◆ DIRECTIONS
Of the entries below, return exactly those lines that fall between the one containing "picture with a bounding box? I'd be grateful." and the one containing "mat with a bounding box? I'd be grateful.", the two end lines included.

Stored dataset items
= Beginning of Section =

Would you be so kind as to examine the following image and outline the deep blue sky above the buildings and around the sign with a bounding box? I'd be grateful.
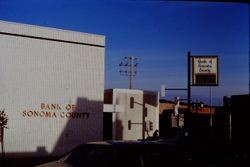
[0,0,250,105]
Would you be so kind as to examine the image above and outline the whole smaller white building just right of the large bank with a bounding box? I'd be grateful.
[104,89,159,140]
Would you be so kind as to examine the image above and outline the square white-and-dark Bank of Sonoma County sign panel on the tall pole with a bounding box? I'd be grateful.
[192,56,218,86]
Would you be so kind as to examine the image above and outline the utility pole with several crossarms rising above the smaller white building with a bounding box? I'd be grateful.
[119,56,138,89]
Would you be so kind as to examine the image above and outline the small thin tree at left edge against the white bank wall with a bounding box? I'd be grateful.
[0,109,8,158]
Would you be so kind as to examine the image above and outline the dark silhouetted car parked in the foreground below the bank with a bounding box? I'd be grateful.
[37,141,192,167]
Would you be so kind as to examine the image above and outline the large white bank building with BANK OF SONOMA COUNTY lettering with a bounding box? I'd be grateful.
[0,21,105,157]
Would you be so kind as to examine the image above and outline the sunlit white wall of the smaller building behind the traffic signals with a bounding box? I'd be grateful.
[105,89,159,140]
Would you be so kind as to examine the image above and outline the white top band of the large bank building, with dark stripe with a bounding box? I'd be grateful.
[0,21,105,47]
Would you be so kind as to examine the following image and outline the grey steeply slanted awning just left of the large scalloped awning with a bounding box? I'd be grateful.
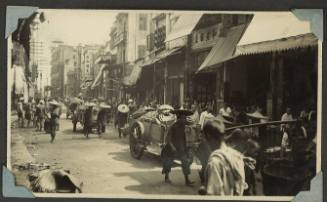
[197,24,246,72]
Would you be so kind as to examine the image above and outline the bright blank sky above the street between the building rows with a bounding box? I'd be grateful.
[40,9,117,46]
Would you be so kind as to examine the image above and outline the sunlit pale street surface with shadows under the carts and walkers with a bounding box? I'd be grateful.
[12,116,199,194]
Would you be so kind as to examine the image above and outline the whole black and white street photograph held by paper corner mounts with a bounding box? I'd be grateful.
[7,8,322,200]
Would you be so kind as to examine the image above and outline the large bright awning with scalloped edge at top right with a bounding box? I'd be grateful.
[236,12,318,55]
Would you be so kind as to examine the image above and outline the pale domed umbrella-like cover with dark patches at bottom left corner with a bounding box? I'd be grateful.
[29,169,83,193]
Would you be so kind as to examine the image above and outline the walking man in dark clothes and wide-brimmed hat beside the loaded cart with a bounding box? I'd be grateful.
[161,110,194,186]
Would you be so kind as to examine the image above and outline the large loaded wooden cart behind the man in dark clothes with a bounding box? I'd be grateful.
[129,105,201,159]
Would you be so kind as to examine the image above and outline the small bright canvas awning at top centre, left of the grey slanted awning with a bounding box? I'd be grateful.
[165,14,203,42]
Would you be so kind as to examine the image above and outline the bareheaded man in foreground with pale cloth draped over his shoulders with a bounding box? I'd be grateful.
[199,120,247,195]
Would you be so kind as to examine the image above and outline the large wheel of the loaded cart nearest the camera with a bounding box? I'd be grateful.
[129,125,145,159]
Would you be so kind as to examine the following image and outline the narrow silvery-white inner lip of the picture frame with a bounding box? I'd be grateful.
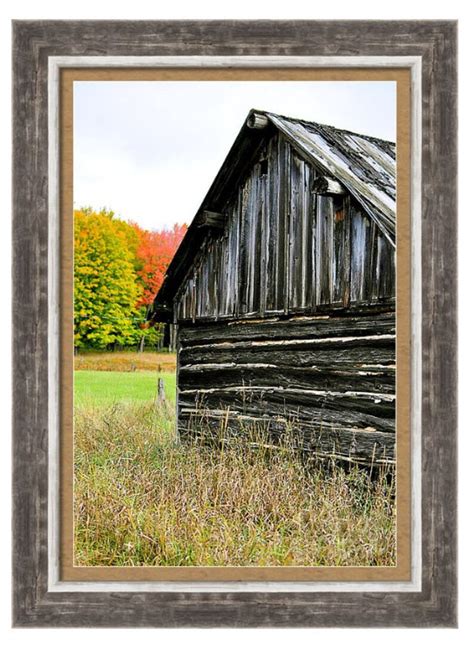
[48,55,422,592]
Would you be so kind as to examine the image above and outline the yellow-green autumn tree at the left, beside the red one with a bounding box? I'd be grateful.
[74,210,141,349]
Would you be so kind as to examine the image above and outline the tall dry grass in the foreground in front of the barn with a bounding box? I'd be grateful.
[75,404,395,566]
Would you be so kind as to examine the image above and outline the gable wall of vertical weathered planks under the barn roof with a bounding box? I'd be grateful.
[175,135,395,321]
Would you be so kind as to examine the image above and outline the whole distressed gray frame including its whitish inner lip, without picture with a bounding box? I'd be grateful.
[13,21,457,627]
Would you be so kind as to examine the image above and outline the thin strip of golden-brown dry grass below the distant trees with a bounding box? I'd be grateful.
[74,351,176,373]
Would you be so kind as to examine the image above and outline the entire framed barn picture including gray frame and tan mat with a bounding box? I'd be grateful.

= End of Section =
= Beginning of Section =

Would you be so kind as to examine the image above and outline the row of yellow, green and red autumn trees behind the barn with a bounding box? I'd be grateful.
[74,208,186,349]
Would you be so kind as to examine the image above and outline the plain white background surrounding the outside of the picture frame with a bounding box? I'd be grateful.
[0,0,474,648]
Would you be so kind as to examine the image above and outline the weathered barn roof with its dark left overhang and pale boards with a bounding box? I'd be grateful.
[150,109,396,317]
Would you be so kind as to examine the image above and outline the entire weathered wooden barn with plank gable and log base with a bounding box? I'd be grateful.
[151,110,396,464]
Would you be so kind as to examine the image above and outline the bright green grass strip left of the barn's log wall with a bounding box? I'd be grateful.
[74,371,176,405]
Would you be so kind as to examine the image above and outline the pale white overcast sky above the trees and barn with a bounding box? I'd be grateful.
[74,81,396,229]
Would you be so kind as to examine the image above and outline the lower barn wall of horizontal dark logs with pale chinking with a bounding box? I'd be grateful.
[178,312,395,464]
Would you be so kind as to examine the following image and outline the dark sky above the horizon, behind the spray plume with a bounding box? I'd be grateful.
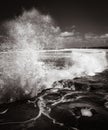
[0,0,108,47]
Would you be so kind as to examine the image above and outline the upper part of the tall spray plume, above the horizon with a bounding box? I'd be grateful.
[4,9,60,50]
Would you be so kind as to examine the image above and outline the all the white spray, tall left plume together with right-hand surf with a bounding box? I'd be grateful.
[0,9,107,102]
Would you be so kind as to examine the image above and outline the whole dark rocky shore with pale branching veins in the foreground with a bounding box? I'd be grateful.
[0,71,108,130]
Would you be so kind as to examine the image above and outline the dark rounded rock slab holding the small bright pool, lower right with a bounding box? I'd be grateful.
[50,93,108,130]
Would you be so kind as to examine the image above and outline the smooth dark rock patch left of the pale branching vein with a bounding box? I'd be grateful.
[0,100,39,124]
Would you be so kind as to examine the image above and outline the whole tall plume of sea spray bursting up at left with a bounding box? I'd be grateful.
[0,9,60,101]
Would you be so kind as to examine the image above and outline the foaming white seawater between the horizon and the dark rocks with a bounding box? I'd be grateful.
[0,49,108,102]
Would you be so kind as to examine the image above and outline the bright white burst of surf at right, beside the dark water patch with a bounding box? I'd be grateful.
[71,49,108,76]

= End of Section =

◆ RESULT OF THE TASK
Would you be so kind as to examine the image above and outline the whole distressed gray frame including its whitish inner lip, without picture with a bounding box? I'd be grateful.
[13,21,457,627]
Would you be so kind as to examine the image above and outline the thin strip of golden-brown dry grass below the distant trees with a bounding box? I'd be grateful.
[74,351,176,373]
Would you be so kind as to examine the image above and outline the entire framed barn picture including gray frame and tan mat with a bounding box? I'd be grateful.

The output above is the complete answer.